* What is being asked *
Transcribe word for word the lines spanning the line with "Please mark the soccer ball" through the end of the records.

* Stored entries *
========================================================================
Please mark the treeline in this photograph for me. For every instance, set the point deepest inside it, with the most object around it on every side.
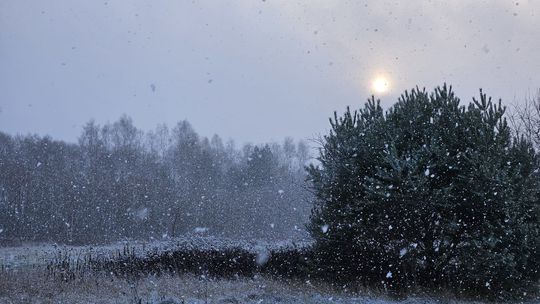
(121, 183)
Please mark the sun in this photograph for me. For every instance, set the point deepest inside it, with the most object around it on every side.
(380, 85)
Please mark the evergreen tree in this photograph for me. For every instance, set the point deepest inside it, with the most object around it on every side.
(430, 193)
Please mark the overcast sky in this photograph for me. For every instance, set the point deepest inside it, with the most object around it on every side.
(253, 71)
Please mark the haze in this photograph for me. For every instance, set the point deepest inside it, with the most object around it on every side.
(253, 71)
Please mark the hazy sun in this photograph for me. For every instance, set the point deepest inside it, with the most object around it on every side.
(380, 85)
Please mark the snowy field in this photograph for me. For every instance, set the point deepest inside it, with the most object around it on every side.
(24, 279)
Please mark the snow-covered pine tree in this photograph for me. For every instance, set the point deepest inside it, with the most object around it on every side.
(429, 193)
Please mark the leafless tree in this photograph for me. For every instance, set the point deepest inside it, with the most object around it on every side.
(525, 119)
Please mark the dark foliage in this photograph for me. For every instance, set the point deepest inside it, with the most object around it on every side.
(118, 183)
(429, 193)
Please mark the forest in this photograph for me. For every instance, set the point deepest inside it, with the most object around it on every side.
(120, 183)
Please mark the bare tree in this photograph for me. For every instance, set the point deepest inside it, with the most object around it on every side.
(525, 119)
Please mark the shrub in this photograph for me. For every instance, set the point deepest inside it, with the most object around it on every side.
(429, 193)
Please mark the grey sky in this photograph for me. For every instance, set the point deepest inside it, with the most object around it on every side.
(250, 70)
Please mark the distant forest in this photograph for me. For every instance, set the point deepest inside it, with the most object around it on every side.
(119, 183)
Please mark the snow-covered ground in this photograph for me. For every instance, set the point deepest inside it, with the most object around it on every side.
(24, 279)
(182, 289)
(36, 255)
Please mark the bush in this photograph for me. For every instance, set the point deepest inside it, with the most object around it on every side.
(429, 193)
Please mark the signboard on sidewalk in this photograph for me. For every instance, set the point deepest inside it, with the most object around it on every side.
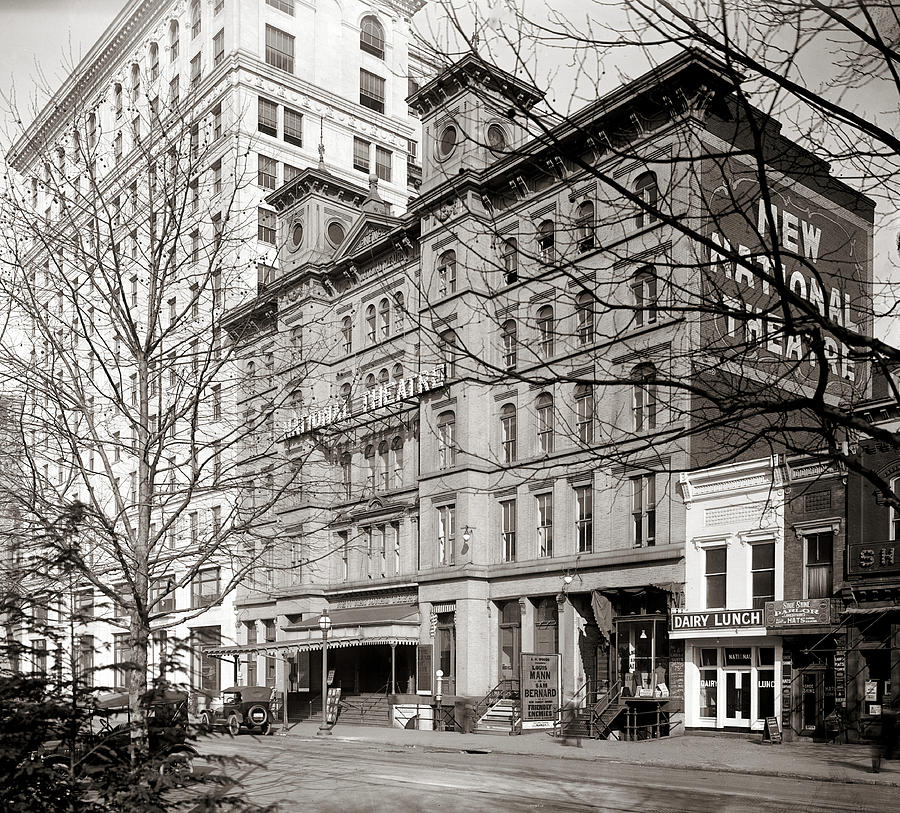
(539, 690)
(798, 612)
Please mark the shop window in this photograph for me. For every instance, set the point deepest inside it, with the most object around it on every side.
(819, 564)
(643, 510)
(763, 574)
(646, 189)
(508, 433)
(545, 525)
(545, 422)
(446, 517)
(508, 529)
(715, 572)
(709, 682)
(508, 332)
(371, 36)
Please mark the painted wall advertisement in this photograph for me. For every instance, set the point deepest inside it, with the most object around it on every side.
(539, 690)
(823, 261)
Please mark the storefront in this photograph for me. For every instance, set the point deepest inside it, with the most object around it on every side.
(732, 669)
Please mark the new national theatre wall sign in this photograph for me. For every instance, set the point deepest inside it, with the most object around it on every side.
(377, 398)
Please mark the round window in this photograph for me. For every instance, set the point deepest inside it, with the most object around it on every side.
(496, 137)
(447, 141)
(335, 233)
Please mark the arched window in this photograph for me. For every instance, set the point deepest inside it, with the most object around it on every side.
(546, 333)
(508, 433)
(645, 187)
(547, 241)
(584, 413)
(397, 462)
(644, 292)
(371, 466)
(545, 422)
(371, 36)
(173, 40)
(370, 324)
(509, 336)
(584, 226)
(154, 61)
(584, 317)
(510, 259)
(384, 318)
(447, 351)
(398, 312)
(384, 469)
(447, 439)
(346, 475)
(347, 333)
(643, 397)
(447, 273)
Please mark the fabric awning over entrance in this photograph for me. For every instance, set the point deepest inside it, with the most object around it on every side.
(358, 626)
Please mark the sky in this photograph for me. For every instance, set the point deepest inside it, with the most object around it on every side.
(43, 35)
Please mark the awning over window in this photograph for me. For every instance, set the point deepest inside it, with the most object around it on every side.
(357, 626)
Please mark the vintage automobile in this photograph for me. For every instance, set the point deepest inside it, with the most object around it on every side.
(240, 707)
(108, 737)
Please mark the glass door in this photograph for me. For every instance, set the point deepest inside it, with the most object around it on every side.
(737, 698)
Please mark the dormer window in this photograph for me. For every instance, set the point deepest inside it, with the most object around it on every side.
(447, 142)
(371, 37)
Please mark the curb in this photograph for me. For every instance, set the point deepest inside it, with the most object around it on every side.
(573, 753)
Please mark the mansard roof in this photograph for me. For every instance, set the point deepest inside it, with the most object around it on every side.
(321, 181)
(472, 71)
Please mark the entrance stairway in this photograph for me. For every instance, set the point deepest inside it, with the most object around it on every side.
(365, 709)
(501, 718)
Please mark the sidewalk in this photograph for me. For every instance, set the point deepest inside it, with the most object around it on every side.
(807, 760)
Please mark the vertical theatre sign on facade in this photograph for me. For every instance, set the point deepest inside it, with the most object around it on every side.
(823, 257)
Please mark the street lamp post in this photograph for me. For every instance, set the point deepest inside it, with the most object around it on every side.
(324, 625)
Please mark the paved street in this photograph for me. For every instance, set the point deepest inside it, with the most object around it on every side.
(351, 775)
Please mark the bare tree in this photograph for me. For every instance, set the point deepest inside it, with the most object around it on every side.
(123, 248)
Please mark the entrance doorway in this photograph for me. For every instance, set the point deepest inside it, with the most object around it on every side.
(737, 698)
(510, 640)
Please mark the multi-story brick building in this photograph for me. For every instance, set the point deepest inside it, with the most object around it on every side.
(468, 493)
(237, 97)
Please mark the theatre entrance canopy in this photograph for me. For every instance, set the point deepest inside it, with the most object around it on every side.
(362, 645)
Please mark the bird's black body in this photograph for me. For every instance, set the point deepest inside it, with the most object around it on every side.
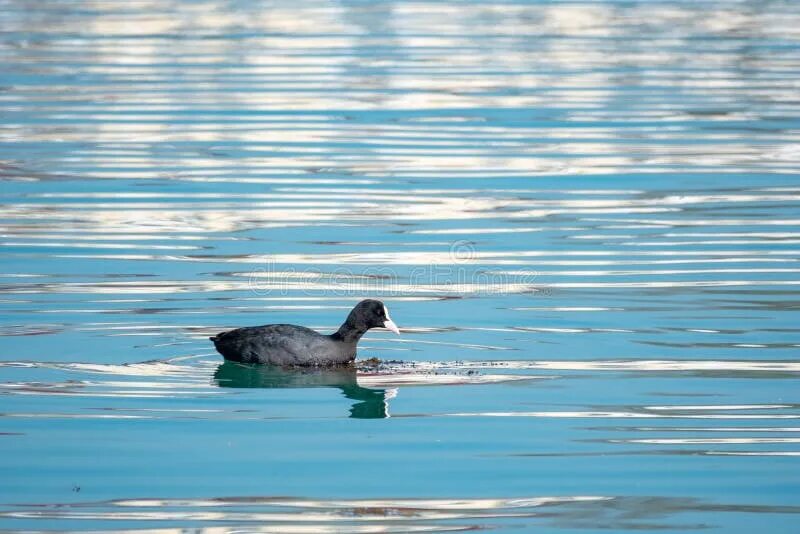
(286, 344)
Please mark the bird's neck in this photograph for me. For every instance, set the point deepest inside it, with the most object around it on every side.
(349, 333)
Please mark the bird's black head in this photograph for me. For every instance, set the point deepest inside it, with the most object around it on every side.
(371, 314)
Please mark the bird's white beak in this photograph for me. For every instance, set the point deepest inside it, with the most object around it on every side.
(388, 323)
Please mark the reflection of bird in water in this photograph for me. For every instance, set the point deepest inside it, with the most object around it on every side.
(287, 344)
(371, 402)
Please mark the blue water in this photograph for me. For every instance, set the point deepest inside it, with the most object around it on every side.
(583, 215)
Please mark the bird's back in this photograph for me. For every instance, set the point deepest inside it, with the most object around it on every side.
(281, 344)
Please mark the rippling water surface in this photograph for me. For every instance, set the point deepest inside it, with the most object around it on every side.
(584, 216)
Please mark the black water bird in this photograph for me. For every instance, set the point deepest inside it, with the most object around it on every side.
(286, 344)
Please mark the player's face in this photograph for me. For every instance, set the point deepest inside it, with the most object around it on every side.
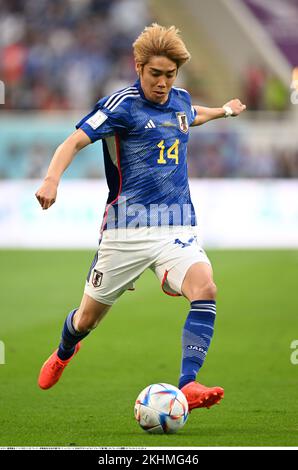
(157, 78)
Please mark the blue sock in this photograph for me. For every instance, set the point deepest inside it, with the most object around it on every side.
(70, 337)
(196, 337)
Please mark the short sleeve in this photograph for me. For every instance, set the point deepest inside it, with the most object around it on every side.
(101, 122)
(193, 114)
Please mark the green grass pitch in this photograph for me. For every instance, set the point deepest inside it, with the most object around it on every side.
(138, 343)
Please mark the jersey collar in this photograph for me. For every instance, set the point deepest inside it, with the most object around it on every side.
(137, 84)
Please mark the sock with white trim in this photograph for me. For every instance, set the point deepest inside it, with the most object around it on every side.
(69, 338)
(196, 338)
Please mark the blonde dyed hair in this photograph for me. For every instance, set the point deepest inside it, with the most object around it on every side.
(158, 40)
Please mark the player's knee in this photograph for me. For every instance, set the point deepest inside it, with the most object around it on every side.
(206, 291)
(84, 323)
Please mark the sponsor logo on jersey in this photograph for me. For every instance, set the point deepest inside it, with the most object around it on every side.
(150, 125)
(97, 278)
(182, 121)
(97, 119)
(169, 124)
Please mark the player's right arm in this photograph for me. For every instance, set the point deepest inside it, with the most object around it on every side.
(62, 158)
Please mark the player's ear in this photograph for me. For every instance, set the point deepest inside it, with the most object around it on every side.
(138, 68)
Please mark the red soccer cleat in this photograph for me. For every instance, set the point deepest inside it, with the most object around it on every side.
(52, 369)
(199, 396)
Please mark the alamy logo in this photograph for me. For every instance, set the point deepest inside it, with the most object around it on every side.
(2, 353)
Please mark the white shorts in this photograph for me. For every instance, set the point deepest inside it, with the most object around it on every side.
(124, 254)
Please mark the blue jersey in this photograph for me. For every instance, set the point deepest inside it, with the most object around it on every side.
(145, 156)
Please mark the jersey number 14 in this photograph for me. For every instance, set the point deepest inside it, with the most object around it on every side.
(172, 152)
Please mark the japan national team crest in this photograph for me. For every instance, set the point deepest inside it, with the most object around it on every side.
(182, 121)
(96, 278)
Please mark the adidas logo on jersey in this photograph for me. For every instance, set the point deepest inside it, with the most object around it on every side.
(150, 125)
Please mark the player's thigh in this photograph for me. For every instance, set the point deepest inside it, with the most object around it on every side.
(198, 282)
(177, 258)
(115, 268)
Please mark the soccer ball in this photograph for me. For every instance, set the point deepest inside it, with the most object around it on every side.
(161, 408)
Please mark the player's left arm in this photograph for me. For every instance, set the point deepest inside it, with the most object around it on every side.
(233, 108)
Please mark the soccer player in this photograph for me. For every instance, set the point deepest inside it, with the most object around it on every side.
========================================================================
* Result of this task *
Please mark the soccer ball in this photograph for me. For every instance, set the point deepest inside it, with the most object around it on every side.
(161, 408)
Please mark the player's left arm in this photograph for me. For every instance, set the point deepest inside it, with the most object around it on every side.
(233, 108)
Please mark the soccer player in this photograph for me. For every instance, set the point deepest inside it, with the most object around it on every side.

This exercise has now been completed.